## DOCUMENT EXCERPT:
== == ==
The Free Speech Debate (was Noam Chomsky)

Apsken at aol.com Apsken at aol.com
Tue Oct 27 11:40:12 PST 1998


Paul Rosenberg wrote:

<< Only, of course, it was intellectuals in the Progressive Era who were largely indifferent to the right of free speech. It was the ultra-scruffy IWW who championed it. >>

Not for their class enemies. They drowned them out and chased them off the streets. Not a dime of workers' defense money paid for support of fascists.

Nor did abolitionists erect platforms for slavery's advocates.

During the post-World War II era, the heavily radical ACLU in the South supported both legislation to restrict the Ku Klux Klan's "rights" (for example, to forbid wearing masks at public gatherings) and mass confrontations against them.

By the 1970s, the liberal Mississippi ACLU defended the right of middle-class children to wear their hair long in the public schools, called for legalization of marijuana, and defended the KKK's "speech" as it attempted to resegregate a public school, but declined a request for legal support from the Republic of New Africa, whose jailed survivors had defended themselves with arms against a dawn military attack by the police and FBI. Thus anyone who thinks that compromising with liberals in their propensity to aid Nazis and Klansmen will bring them to our side in times of need is out of touch with reality.
== == ==
## RECORD SET:

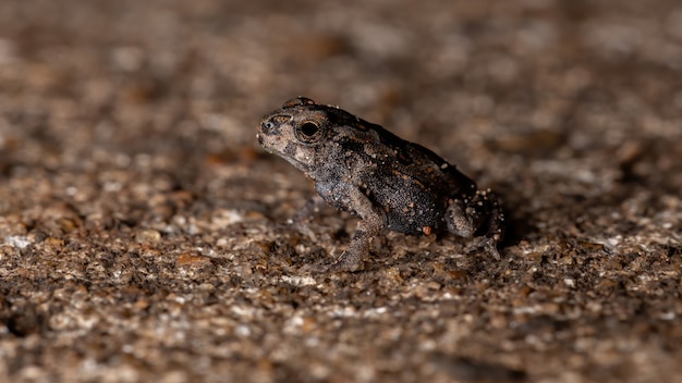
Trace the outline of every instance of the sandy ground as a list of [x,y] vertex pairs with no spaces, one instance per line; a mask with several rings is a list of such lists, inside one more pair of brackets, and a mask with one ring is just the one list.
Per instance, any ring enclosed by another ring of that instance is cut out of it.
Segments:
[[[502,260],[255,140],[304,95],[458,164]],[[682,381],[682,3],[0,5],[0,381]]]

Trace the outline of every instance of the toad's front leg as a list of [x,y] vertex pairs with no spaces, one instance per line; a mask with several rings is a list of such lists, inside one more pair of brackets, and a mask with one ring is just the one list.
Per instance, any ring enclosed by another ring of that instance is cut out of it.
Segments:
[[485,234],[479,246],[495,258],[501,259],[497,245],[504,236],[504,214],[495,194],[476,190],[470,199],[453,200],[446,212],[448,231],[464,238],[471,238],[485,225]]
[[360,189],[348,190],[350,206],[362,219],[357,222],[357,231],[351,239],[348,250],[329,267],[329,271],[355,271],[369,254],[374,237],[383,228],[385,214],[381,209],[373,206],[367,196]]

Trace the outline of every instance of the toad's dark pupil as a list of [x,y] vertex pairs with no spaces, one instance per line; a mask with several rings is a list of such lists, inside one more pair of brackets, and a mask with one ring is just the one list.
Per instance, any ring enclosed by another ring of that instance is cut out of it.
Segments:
== == ==
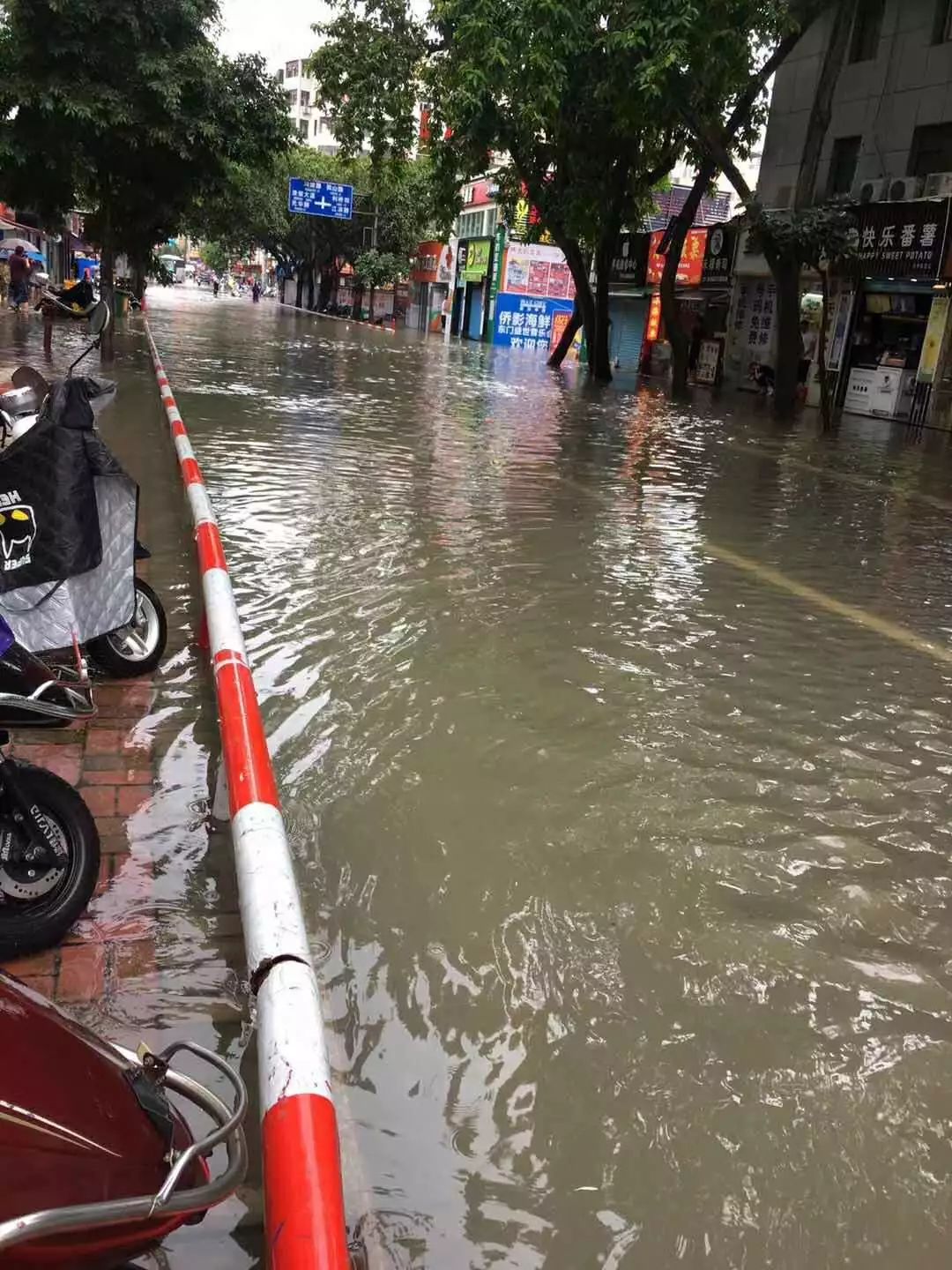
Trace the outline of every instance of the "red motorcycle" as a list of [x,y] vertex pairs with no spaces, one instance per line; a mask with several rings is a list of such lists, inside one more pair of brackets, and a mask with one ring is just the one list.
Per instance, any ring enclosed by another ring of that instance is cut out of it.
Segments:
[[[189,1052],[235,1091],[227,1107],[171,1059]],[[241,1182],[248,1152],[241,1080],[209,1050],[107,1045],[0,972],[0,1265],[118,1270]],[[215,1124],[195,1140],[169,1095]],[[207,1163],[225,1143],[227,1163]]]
== == ==
## EXERCISE AIM:
Please continue the mailing-list post on the free speech debate above, starting right after its final sentence.

## ANSWER FOR THE TASK:
<< Using the state to suppress fascism is like using broad spectrum antibiotics to suppress livestock diseases >>

That might be a valid position when people are debating which among a choice of alternative tactics to employ in the anti-Nazi struggle. Most times, people in life-and-death struggles employ every weapon and tactic at their disposal, including whatever they can compel the state to do on their behalf. That is the nature of struggle.

Oops, sorry. That's my fourth today I think.